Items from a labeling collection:
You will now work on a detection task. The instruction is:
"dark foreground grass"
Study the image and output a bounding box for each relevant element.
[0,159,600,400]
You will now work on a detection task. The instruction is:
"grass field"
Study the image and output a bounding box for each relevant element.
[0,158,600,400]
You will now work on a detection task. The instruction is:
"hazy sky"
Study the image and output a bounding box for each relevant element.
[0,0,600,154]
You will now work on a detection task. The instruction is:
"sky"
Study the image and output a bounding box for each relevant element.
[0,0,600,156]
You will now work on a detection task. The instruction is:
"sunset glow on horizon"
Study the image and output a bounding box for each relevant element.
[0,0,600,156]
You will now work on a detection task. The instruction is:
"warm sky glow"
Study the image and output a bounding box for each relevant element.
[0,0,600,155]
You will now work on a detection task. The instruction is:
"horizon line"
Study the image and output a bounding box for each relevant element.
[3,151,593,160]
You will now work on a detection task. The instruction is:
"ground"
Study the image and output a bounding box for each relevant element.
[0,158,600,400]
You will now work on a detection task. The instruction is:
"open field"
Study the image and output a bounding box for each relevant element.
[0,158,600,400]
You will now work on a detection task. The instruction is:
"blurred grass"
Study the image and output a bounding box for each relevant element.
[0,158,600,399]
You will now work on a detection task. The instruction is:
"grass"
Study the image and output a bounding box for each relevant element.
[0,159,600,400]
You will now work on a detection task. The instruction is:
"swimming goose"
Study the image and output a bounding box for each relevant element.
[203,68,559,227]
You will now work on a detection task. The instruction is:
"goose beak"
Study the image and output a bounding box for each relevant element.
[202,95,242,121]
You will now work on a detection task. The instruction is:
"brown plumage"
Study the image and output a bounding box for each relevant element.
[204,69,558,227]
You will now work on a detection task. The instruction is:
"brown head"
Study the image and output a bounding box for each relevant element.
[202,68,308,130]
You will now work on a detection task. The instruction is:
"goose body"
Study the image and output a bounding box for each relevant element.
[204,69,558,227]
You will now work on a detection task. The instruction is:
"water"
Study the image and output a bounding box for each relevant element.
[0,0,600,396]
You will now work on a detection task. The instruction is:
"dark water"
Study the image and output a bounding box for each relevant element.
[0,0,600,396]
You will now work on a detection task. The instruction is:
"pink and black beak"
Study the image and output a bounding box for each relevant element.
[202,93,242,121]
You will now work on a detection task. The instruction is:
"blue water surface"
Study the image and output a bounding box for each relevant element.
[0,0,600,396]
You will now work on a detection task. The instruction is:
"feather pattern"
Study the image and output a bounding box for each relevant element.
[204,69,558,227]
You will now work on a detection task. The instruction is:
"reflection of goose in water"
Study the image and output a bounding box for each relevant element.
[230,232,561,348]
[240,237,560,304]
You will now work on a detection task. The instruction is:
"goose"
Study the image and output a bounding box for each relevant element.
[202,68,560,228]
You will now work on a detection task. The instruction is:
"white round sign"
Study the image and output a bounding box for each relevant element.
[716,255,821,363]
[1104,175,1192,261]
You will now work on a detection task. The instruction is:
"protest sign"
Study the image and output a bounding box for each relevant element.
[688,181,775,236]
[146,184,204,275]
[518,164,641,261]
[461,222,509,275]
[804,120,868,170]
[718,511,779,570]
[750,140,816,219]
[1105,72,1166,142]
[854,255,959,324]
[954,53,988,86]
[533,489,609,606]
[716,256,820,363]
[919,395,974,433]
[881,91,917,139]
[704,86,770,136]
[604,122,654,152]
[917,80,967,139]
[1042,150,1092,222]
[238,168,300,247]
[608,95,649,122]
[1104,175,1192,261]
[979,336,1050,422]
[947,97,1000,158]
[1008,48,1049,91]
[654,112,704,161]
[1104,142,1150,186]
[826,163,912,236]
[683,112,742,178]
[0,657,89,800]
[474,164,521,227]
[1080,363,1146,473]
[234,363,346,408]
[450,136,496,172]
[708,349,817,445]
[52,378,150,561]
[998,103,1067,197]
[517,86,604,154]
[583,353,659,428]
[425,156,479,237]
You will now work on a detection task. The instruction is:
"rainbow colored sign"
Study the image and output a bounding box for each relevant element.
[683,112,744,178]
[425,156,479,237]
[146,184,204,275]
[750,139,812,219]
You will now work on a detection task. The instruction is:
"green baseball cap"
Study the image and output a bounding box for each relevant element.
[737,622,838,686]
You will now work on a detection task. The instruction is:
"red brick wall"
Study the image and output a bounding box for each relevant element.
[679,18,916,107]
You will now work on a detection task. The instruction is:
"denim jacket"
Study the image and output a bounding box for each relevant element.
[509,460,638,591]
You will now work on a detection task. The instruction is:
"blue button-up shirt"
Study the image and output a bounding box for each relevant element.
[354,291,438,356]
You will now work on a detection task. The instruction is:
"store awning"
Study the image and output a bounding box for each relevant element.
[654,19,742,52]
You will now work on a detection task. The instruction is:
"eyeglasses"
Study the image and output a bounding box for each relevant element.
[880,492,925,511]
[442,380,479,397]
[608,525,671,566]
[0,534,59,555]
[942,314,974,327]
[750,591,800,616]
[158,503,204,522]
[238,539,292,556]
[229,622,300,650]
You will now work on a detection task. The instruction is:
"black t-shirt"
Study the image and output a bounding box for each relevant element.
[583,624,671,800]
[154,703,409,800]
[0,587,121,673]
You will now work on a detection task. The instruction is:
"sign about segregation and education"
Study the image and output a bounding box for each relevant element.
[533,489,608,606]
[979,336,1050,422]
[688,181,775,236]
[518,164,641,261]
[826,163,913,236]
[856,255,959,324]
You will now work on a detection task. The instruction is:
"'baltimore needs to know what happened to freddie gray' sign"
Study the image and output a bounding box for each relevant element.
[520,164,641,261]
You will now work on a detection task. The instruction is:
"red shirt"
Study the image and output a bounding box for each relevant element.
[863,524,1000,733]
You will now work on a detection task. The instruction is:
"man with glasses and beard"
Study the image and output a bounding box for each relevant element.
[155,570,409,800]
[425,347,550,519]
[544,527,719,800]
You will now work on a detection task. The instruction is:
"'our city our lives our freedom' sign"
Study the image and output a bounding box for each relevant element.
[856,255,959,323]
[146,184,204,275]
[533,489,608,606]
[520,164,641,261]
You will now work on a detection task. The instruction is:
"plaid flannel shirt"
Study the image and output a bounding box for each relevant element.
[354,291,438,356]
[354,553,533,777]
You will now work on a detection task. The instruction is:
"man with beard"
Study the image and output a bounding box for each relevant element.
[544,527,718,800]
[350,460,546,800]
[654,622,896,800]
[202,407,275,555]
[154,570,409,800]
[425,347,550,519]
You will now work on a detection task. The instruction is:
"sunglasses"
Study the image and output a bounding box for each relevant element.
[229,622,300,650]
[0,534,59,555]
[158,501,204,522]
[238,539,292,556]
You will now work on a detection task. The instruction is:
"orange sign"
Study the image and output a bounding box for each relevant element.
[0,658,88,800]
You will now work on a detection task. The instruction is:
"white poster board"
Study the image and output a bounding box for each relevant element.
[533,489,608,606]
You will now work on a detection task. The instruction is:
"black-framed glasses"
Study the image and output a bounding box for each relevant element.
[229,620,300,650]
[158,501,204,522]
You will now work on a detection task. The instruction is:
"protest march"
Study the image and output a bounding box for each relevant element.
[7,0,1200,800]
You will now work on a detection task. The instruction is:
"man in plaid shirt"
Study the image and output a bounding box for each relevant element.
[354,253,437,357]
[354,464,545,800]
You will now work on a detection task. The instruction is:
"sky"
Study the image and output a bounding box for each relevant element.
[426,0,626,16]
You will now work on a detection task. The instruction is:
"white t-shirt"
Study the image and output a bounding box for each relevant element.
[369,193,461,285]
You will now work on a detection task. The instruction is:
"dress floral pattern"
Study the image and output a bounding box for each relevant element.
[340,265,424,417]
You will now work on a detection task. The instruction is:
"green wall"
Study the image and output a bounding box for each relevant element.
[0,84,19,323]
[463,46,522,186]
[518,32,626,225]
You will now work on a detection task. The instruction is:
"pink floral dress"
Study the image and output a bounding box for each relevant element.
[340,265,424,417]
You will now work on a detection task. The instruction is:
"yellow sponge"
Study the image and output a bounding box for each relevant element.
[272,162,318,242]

Set task - Reproduce the entries verbatim, from the start through the line containing "[0,0,600,154]".

Output for this task -
You will now work on a detection task. The instruction is:
"dark foreground grass"
Study the image and output a bounding box for each relevant element.
[0,159,600,400]
You will now work on a detection task. The instruction is:
"grass field"
Study the image and output a bounding box for each relevant element.
[0,158,600,400]
You will now work on a detection task. The instruction is:
"hazy sky"
Study the image and output a bounding box for each relevant element.
[0,0,600,154]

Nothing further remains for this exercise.